• DATA SHOWN:
--- start ---
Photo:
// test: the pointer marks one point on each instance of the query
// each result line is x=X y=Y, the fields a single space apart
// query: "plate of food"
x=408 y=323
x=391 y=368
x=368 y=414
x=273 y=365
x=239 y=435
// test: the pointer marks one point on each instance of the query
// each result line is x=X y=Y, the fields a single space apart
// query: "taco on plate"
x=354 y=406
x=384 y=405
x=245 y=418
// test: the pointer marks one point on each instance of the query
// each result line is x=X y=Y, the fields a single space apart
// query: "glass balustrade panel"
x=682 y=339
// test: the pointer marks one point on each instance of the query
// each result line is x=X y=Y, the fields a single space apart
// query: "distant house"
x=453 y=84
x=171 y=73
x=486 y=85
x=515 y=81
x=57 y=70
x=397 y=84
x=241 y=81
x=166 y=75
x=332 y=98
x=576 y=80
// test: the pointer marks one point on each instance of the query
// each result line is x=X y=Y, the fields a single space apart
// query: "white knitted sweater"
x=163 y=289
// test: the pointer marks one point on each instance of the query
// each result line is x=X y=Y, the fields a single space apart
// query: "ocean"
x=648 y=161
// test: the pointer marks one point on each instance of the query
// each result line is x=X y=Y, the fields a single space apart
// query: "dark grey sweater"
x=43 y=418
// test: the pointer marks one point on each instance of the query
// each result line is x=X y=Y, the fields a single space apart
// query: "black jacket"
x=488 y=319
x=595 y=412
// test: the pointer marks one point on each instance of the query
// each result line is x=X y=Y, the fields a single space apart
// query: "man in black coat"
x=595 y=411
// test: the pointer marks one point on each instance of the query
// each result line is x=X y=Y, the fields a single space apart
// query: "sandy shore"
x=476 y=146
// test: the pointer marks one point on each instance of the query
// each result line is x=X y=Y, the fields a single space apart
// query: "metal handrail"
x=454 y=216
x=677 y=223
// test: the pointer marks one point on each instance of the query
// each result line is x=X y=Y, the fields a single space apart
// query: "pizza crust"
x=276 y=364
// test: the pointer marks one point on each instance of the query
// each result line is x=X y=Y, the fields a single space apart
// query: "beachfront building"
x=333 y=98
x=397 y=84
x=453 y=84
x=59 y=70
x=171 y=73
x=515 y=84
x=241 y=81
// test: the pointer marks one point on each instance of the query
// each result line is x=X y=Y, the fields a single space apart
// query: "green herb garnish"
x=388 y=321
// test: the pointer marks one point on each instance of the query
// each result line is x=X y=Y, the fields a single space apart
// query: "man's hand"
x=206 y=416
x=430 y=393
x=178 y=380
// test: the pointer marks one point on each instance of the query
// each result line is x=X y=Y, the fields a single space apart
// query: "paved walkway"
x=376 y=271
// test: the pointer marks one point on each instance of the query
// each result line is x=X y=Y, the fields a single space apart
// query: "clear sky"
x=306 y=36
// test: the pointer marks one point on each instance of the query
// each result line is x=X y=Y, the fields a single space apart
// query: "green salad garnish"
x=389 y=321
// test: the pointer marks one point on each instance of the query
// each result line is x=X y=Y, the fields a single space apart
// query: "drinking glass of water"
--- end ---
Extract the full listing and reproduce each line exactly.

Photo:
// test: the pointer marks one point on each instance of the query
// each result line is x=X y=Y, the fields a single space apart
// query: "plate of food"
x=408 y=323
x=391 y=368
x=368 y=414
x=273 y=365
x=239 y=435
// test: the pointer marks one point on each instance of the query
// each result line is x=X y=Y, the fields a single space apart
// query: "taco on plate"
x=354 y=406
x=384 y=405
x=245 y=418
// test: the pointer marks one point on each instance of the query
// each result line is x=X y=Y, the fields a single space apart
// query: "glass balustrade panel"
x=682 y=339
// test: the pointer marks one point on each instance of the query
// each result line is x=X y=Y, the fields a single space apart
// query: "distant house"
x=453 y=84
x=171 y=73
x=486 y=85
x=515 y=81
x=57 y=70
x=397 y=84
x=241 y=81
x=166 y=75
x=332 y=98
x=576 y=80
// test: the pointer marks one point on each instance of the query
// each result line is x=X y=Y, the fields a single space apart
// query: "white knitted sweater"
x=163 y=289
// test: the pointer marks one point on each instance of the query
// each result line is x=X y=Y, the fields a single space apart
// query: "ocean"
x=648 y=161
// test: the pointer marks one point on each instance of the query
// each result line is x=X y=Y, the fields a single space apart
// query: "dark grey sweater"
x=43 y=418
// test: the pointer marks one point on each instance of the query
// each result line is x=X y=Y, the fields a single space apart
// query: "black jacket"
x=488 y=319
x=595 y=412
// test: the pointer marks one point on each instance of the query
// each result line is x=X y=Y, the fields a single space apart
// query: "man in black coat"
x=595 y=411
// test: the pointer marks one point on each instance of the query
// each result line is x=X y=Y, the fields a single space apart
// query: "sandy shore"
x=476 y=146
// test: the pointer marks one point on each instance of the query
// each result line is x=X y=Y, the fields a single space apart
// query: "metal handrail"
x=454 y=216
x=677 y=223
// test: the pointer marks one point on each instance of the query
// each result line is x=X y=Y, the fields a single space apart
// query: "pizza crust"
x=276 y=364
// test: the pointer marks one point on each instance of the query
// each result line is x=X y=Y, the fields a single space apart
// query: "beachfront building"
x=333 y=98
x=397 y=84
x=453 y=84
x=59 y=70
x=171 y=73
x=515 y=84
x=241 y=81
// test: the pointer marks one point on each instance of the query
// each result line is x=X y=Y, the fields a single space apart
// query: "green herb garnish"
x=388 y=321
// test: the pointer marks one point on each instance of the query
// each result line is x=X y=Y, the fields a single space apart
// query: "man's hand"
x=206 y=416
x=430 y=393
x=178 y=380
// test: the pointer marks one point on each instance of the query
// each result line is x=X y=Y, the fields a single space apart
// query: "paved walkway"
x=376 y=271
// test: the pointer marks one point on each instance of the query
// each result line is x=X y=Y, the fields a single space apart
// query: "clear sky"
x=306 y=36
// test: the pointer marks one point on each instance of the query
// each result line is x=X y=Y, the fields a single space apart
// query: "green salad garnish"
x=389 y=321
// test: the pointer marks one point on each instance of the query
// each result line is x=X y=Y, the fields a single space apart
// query: "drinking glass of water"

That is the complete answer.